**Texto**
◆ ◆ ◆ ◆
O Homem Baile

Exuberante

Dissonante no Rock In Rio, King Crimson faz show de rara precisão técnica, sem amarras e com muito bom gosto. Fotos: Vinicius Pereira.

Mentor do King Crimson, Robert Fripp toca guitarra com fones de ouvido, diante de equipamentos

Mentor do King Crimson, Robert Fripp toca guitarra com fones de ouvido, diante de equipamentos

Não teve “E aí Rock In Rio?”. Não teve “Vamô pulá” tampouco “Faz barulho aê”. Não teve sequer corriqueiro boa noite de sete respeitosos senhores bem trajados que foram encarregados de fechar os trabalhos do Palco Sunset do Rock In Rio, no domingo passado (6/10). Também não teve luz piscando, fumaça pelos ares ou fogos de artifício espocando. Mas teve música de inestimável qualidade, inventiva, criativa, livre e muito, muito bem tocada em uma rara oportunidade que beira o inacreditável: ver de perto um gigante do rock progressivo dos anos 1960/70 tocando músicas ouvidas por gerações inteiras. É o King Crimson, no mestre Robert Fripp, em sua primeira vez no Brasil, com toda pompa e circunstância, ainda que tocando em um festival de proporções bíblico-popularescas.
◆ ◆ ◆ ◆
**Conjunto de dados**
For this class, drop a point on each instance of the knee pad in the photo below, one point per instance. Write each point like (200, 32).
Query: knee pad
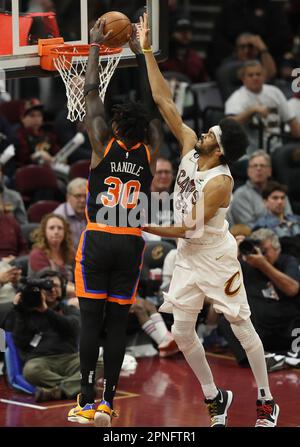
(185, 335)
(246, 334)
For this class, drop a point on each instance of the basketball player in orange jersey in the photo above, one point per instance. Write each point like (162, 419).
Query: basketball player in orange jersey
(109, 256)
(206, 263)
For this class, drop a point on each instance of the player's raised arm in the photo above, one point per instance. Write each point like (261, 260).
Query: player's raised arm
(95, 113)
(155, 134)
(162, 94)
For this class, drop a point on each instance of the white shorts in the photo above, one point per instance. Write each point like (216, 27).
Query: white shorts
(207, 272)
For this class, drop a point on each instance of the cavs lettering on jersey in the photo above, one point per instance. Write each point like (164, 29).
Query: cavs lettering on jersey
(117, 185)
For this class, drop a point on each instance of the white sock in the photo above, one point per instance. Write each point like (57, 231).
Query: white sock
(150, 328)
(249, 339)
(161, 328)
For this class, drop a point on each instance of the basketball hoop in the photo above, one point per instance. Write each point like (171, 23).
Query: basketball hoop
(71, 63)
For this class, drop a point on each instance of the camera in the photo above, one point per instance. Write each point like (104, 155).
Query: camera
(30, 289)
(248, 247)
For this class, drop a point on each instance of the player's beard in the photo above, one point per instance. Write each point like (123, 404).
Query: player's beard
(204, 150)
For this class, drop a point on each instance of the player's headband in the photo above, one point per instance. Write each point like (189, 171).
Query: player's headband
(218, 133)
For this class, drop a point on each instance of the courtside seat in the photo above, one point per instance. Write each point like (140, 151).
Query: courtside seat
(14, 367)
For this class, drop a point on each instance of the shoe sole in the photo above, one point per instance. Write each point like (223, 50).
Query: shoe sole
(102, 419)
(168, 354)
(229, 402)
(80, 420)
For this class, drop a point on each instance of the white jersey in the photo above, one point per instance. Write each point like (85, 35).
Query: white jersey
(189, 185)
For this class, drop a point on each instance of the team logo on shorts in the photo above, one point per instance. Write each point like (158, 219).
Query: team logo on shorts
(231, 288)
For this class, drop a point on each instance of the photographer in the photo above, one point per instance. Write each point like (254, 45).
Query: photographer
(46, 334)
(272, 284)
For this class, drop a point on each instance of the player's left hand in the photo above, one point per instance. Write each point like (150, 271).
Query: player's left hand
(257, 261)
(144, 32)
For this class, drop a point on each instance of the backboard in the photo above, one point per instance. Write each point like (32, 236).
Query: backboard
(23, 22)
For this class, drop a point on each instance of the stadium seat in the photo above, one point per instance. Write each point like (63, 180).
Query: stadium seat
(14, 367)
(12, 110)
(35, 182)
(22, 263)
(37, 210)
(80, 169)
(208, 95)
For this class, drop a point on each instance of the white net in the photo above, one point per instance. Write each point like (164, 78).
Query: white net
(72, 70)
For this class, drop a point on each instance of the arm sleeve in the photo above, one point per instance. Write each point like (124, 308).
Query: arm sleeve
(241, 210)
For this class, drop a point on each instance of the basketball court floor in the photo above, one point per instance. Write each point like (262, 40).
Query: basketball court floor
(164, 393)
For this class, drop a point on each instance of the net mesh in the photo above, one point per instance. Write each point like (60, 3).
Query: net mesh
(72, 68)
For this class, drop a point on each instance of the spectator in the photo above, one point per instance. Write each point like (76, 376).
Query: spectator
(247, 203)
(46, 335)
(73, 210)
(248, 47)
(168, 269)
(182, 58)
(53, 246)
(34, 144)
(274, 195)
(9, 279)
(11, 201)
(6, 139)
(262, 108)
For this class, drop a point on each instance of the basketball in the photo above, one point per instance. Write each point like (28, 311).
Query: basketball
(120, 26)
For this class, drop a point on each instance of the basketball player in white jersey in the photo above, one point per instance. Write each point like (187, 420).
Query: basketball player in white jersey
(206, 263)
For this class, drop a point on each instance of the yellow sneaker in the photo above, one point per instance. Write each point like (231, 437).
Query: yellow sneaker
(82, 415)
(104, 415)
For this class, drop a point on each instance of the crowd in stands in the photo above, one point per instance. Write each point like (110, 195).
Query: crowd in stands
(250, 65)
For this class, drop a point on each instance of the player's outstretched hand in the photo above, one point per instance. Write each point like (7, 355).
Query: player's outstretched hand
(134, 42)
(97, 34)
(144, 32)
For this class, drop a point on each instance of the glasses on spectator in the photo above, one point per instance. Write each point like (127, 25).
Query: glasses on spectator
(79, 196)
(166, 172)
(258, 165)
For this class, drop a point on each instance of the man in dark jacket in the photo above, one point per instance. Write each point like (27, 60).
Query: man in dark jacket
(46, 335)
◆ ◆ ◆ ◆
**Exercícios**
**1.** Resuma em duas frases o texto sobre o show do King Crimson no Rock In Rio.
**2.** Continue o texto sobre o show do King Crimson no Rock In Rio a partir do ponto em que ele termina.
Os dados constituem um material à parte, independente do texto.

**Respostas**
**1.** No domingo, 6 de outubro, o King Crimson, cujo mentor é Robert Fripp, encerrou o Palco Sunset do Rock In Rio sem saudações ao público, luzes piscando, fumaça ou fogos de artifício. Em sua primeira vez no Brasil, esse gigante do rock progressivo dos anos 1960/70 apresentou música inventiva, criativa, livre e muito bem tocada.

**2.**
A paisagem do palco já é de atraente exuberância. Três baterias alinhadas bem na frente, com configurações distintas entre si. Atrás, no alto, uma linha de quatro músicos, sendo o guitarrista Jakko Jakszyk, encarregado dos vocais, deslocado para à direita, ao lado do monstruoso Robert Fripp, o mentor disso tudo, encostado em um banco alto com um fone nos ouvidos, diante de sintetizadores e com guitarra em punho. Do outro, o saxofonista Mell Collins, cercado por placas acústicas de acrílico, e Tony Levin, que toca um chapman stick, instrumento híbrido entre guitarra de 12 cordas e baixo. É ele que, sem piscar, segura a onda para que os bateristas - da esquerda para a direita: Pat Mastelotto, Jeremy Stacey e Gavin Harrison - comecem o show com “Drumzilla”, um preciso diálogo com kits de afinação diferentes e com própria sonoridade, como num prenúncio do que aconteceria dali pra frente.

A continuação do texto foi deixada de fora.